───── PROVIDED ENTRIES ─────

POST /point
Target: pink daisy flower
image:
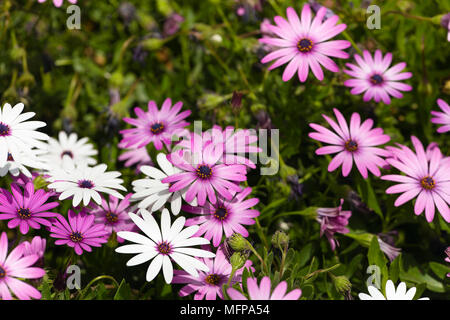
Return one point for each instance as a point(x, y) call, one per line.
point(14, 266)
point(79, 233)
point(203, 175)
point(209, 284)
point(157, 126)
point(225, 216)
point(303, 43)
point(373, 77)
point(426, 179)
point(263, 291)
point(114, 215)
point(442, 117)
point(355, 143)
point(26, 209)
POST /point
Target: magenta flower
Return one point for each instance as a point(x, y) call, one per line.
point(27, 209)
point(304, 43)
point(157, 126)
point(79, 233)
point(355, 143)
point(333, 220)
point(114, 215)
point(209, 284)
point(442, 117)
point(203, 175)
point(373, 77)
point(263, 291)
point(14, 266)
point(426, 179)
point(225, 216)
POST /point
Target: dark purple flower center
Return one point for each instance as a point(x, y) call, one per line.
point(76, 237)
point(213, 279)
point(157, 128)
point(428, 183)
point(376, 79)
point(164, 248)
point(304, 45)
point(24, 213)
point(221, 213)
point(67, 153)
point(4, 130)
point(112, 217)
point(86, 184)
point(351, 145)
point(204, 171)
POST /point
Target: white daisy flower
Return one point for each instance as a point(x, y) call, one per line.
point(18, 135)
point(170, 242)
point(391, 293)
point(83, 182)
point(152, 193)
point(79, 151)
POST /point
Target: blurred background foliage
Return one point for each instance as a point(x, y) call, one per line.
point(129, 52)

─────

EXERCISE DESCRIPTION - Images must not appear in the copy; reproduce everything else in the records verbatim.

SOLUTION TO THIS PROBLEM -
POST /point
Target: pink daisy flower
image:
Return one point for each instance as a point(x, y) call, one per line.
point(14, 266)
point(79, 233)
point(203, 175)
point(209, 284)
point(157, 126)
point(225, 216)
point(303, 43)
point(373, 77)
point(426, 179)
point(263, 291)
point(114, 215)
point(442, 117)
point(355, 143)
point(26, 209)
POST /point
Target: magenta flower
Return one point for each instance as a point(x, y) call, one per line.
point(27, 209)
point(304, 43)
point(157, 126)
point(79, 233)
point(355, 143)
point(333, 220)
point(114, 215)
point(209, 284)
point(442, 117)
point(203, 175)
point(373, 77)
point(263, 291)
point(14, 266)
point(426, 179)
point(225, 216)
POST /point
Target: dark purple flower center
Return one point for each instance as a point(x, y) call, one per line.
point(76, 237)
point(213, 279)
point(157, 128)
point(428, 183)
point(376, 79)
point(164, 248)
point(304, 45)
point(24, 213)
point(221, 213)
point(67, 153)
point(4, 130)
point(112, 217)
point(86, 184)
point(351, 145)
point(204, 171)
POST /point
Target: white daisy flower
Return one point for each instance as a point(x, y) call, one per line.
point(18, 135)
point(170, 242)
point(391, 293)
point(83, 182)
point(152, 193)
point(79, 151)
POST /point
Target: blurred background foliage
Return one point for each instance as a point(x, y) call, one per line.
point(129, 52)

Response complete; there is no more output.